▸ **ОТРЫВОК ДЛЯ РАБОТЫ**:
────────────────────

Понятно, что для любого поэта герменевтика подозрительности – совсем не подарок. Ему несравнимо приятнее общаться с читателем, который располагает, помимо ума и вкуса, совсем другим критическим настроем, именуемым герменевтикой доброжелательности. Она, в отличие от герменевтики подозрительности, идущей против текста и борющейся с ним, предпочитает отношение внимательной заинтересованности и участливого дружелюбия. Подобный настрой позволяет принять как должное инаковость другой души, другого ума, другого типа внутренней жизни. Он даёт возможность увидеть в поэте уже не «другого», а почти себя, своё собственное «alter ego».  Говорящее немного другим языком, думающее несколько иначе, оно, зато, помогает читателю обратить внимание на те важные вещи, мимо которых он успел проскочить, не заметив,  предлагает подумать над тем, о чем самому думать было недосуг.
 

Картина мира

 
Русские философы серебряного века любили писать работы о мировоззрении таких поэтов, как Пушкин, Лермонтов, Тютчев и др., Глубина и основательность тех давних текстов таковы, что позволяют рассматривать их аналитический уровень как образцово-академический. Если задаться вопросом о том, каково мировоззрение АВ, то ответить на него будет очень непросто.
 
Несомненно, что на поэтическом полотне, складывающемся из стихов АВ, должны проступать очертания определённой, сугубо личной, авторской картины мира, которую можно будет рассматривать по-разному – как человеческую комедию, историческую трагедию, духовную драму, педагогическую поэму и т. д. Вероятно, аналитики смогут выстроить не одну, а несколько отличающихся друг от друга ценностно-смысловых партитур. В них одна часть знаков сущего и должного будут проступать с графической отчетливостью, а очертания других станут колебаться как расплывающиеся туманности, намекающие на какие-то важные, но пока недоступные нашему пониманию реалии. И, хотя, вряд ли кто из исследователей решится отливать в бронзе рельеф привидевшейся ему авторской картины мира, всё же заниматься реконструктивным прочерчиванием её основных линий совершенно необходимо.

────────────────────

▸ **ЗАДАНИЕ 1**: Какой критический настрой читателя, согласно отрывку, поэту несравнимо приятнее встретить?
▸ **ЗАДАНИЕ 2**: Перепишите из отрывка без изменений фрагмент, который открывается словами «Русские философы серебряного» и завершается словами «будет очень непросто.».
▸ **ЗАДАНИЕ 3**: Продолжите отрывок о картине мира поэта, начав сразу после его последнего предложения.

────────────────────

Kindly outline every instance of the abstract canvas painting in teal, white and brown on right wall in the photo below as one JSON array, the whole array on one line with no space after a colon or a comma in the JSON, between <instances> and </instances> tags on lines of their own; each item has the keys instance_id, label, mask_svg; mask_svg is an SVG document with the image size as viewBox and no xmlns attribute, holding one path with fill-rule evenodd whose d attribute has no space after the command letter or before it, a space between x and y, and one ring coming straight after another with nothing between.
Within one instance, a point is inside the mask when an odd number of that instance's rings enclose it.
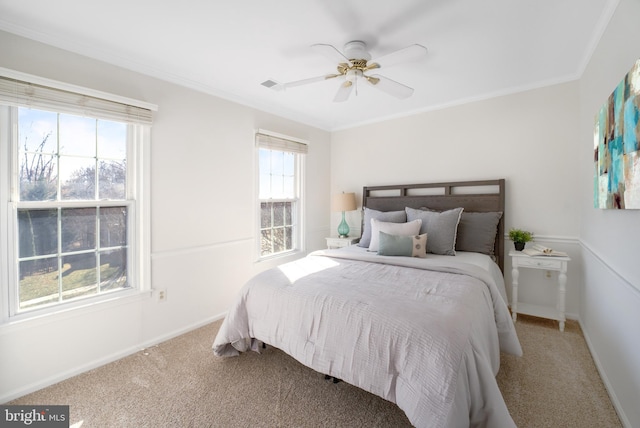
<instances>
[{"instance_id":1,"label":"abstract canvas painting in teal, white and brown on right wall","mask_svg":"<svg viewBox=\"0 0 640 428\"><path fill-rule=\"evenodd\" d=\"M594 206L640 209L640 59L604 103L594 127Z\"/></svg>"}]
</instances>

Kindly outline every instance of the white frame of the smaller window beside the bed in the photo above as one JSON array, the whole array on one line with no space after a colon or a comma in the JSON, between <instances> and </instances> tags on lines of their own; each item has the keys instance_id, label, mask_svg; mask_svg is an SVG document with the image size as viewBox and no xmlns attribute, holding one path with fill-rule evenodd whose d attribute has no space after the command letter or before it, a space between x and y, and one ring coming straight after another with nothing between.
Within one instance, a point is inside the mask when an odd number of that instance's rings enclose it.
<instances>
[{"instance_id":1,"label":"white frame of the smaller window beside the bed","mask_svg":"<svg viewBox=\"0 0 640 428\"><path fill-rule=\"evenodd\" d=\"M262 143L260 140L262 139ZM274 146L265 146L265 139L269 139L275 142ZM291 145L297 145L302 150L297 151L292 149ZM304 183L305 183L305 162L308 142L295 137L289 137L283 134L258 130L256 132L256 145L255 145L255 159L256 159L256 260L258 262L287 257L292 254L297 254L305 251L305 238L304 238L304 224L305 224L305 210L304 210ZM304 145L304 146L300 146ZM289 149L287 148L289 147ZM294 154L294 193L293 198L260 198L260 149L274 150L285 153ZM264 202L293 202L292 209L292 248L290 250L281 251L278 253L262 254L262 203Z\"/></svg>"}]
</instances>

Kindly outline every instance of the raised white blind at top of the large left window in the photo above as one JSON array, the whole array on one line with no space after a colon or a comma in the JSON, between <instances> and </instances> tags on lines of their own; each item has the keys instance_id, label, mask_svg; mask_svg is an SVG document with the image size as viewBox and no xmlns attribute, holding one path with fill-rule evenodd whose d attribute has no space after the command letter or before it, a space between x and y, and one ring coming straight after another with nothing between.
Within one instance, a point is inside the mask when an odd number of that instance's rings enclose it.
<instances>
[{"instance_id":1,"label":"raised white blind at top of the large left window","mask_svg":"<svg viewBox=\"0 0 640 428\"><path fill-rule=\"evenodd\" d=\"M151 125L150 109L0 76L0 104Z\"/></svg>"}]
</instances>

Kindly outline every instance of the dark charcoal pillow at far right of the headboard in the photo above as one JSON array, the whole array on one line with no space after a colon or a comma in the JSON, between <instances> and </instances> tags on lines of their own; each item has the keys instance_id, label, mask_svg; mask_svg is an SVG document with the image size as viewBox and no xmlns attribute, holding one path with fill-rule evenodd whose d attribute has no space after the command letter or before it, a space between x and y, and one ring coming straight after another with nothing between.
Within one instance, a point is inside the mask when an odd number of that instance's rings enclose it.
<instances>
[{"instance_id":1,"label":"dark charcoal pillow at far right of the headboard","mask_svg":"<svg viewBox=\"0 0 640 428\"><path fill-rule=\"evenodd\" d=\"M458 225L456 250L493 256L493 245L501 217L502 212L463 212Z\"/></svg>"}]
</instances>

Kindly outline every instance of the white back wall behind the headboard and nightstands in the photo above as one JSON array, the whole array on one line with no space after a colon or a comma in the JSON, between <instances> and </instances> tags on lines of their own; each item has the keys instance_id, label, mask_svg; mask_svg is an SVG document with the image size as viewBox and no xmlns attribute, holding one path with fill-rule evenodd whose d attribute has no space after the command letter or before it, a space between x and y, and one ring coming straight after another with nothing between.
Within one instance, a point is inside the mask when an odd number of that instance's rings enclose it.
<instances>
[{"instance_id":1,"label":"white back wall behind the headboard and nightstands","mask_svg":"<svg viewBox=\"0 0 640 428\"><path fill-rule=\"evenodd\" d=\"M567 312L577 318L577 104L578 83L569 82L335 132L332 191L356 192L361 200L366 185L504 178L506 229L531 230L538 242L575 258L569 265ZM349 224L359 228L359 216L349 213ZM332 215L332 230L337 221ZM513 244L508 241L506 248ZM510 266L505 260L508 284ZM523 269L520 296L553 305L556 280ZM507 292L510 296L510 287Z\"/></svg>"}]
</instances>

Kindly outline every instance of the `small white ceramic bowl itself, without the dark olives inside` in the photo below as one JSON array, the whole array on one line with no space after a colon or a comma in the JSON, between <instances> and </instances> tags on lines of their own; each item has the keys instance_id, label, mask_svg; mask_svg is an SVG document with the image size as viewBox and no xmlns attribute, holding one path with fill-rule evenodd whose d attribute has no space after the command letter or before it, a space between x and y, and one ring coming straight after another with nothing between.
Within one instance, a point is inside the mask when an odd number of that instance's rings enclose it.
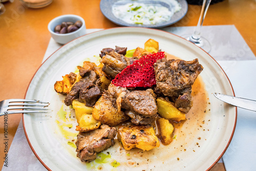
<instances>
[{"instance_id":1,"label":"small white ceramic bowl itself, without the dark olives inside","mask_svg":"<svg viewBox=\"0 0 256 171\"><path fill-rule=\"evenodd\" d=\"M81 20L82 22L82 26L78 30L66 34L59 34L54 32L54 28L57 25L61 25L62 22L75 23L77 20ZM67 44L67 42L70 42L71 40L86 34L86 23L84 22L84 19L78 15L60 15L51 20L51 22L48 24L48 30L56 42L59 44Z\"/></svg>"}]
</instances>

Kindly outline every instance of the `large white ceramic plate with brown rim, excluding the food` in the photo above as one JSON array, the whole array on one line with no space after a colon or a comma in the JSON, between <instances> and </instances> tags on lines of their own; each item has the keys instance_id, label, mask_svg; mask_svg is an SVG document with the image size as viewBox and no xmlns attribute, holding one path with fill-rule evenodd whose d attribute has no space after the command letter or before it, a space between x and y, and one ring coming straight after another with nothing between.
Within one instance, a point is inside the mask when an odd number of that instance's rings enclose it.
<instances>
[{"instance_id":1,"label":"large white ceramic plate with brown rim, excluding the food","mask_svg":"<svg viewBox=\"0 0 256 171\"><path fill-rule=\"evenodd\" d=\"M161 145L143 153L138 149L127 152L116 141L113 147L103 152L106 155L109 152L111 156L103 162L80 162L76 158L75 148L68 145L67 139L58 131L57 113L64 98L54 91L55 81L62 80L62 75L73 72L84 60L96 61L93 56L98 55L103 48L114 48L116 45L130 50L138 46L143 48L144 42L149 38L157 40L160 49L169 54L184 60L199 59L204 67L200 75L208 92L210 111L204 114L203 119L194 119L194 123L187 120L181 130L175 133L176 139L168 146ZM33 152L49 170L90 170L94 167L103 170L207 170L226 151L237 120L236 108L216 99L212 94L215 92L234 95L231 84L218 63L191 42L154 29L108 29L71 41L42 64L29 85L26 98L49 101L50 112L47 115L24 114L24 129ZM69 111L67 108L68 114ZM118 167L111 166L110 163L114 160L120 163Z\"/></svg>"}]
</instances>

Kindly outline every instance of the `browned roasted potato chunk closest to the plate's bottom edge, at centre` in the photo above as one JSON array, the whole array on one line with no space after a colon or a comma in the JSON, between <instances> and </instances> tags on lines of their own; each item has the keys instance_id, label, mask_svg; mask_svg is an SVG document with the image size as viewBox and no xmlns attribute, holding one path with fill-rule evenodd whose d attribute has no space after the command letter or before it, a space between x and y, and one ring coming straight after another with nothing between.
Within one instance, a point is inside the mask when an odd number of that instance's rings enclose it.
<instances>
[{"instance_id":1,"label":"browned roasted potato chunk closest to the plate's bottom edge, at centre","mask_svg":"<svg viewBox=\"0 0 256 171\"><path fill-rule=\"evenodd\" d=\"M117 137L126 150L137 147L143 149L143 151L149 151L160 145L151 125L121 125L118 128Z\"/></svg>"}]
</instances>

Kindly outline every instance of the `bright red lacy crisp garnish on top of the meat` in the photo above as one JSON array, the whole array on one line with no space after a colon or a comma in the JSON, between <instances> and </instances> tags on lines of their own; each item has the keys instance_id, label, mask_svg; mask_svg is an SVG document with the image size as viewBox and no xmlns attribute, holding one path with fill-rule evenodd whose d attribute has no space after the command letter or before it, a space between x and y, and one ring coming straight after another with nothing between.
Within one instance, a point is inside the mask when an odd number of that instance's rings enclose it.
<instances>
[{"instance_id":1,"label":"bright red lacy crisp garnish on top of the meat","mask_svg":"<svg viewBox=\"0 0 256 171\"><path fill-rule=\"evenodd\" d=\"M164 58L164 52L143 56L117 74L112 83L126 88L152 87L156 84L154 63L162 58Z\"/></svg>"}]
</instances>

────────────────────

▸ **ОТВЕТ 1**: Герменевтику доброжелательности.

▸ **ОТВЕТ 2**:
Русские философы серебряного века любили писать работы о мировоззрении таких поэтов, как Пушкин, Лермонтов, Тютчев и др., Глубина и основательность тех давних текстов таковы, что позволяют рассматривать их аналитический уровень как образцово-академический. Если задаться вопросом о том, каково мировоззрение АВ, то ответить на него будет очень непросто.

▸ **ОТВЕТ 3**:
 
Андрей ВознесенскийТак, к примеру, исследуя социально-исторические взгляды АВ, придется говорить о присущем ему трагическом пессимизме. Ведь когда он размышляет о прошлом, настоящем или будущем, то язык не поворачивается назвать его оптимистом. Вероятно, одной из общих  формул, резюмирующих его многочисленные нравственно-исторические реминисценции, можно считать переведённые поэтом строфы Микеланджело, звучащие совершенно в духе ХХ века:
 
Мир заблудился в непролазной чаще
Средь ядовитых гадов и ужей.
 
Этот мир, лежащий во зле, заблудился не в ХХ и не в XV веке, а гораздо раньше, и выберется он на свет Божий не завтра, а неизвестно когда, если вообще выберется.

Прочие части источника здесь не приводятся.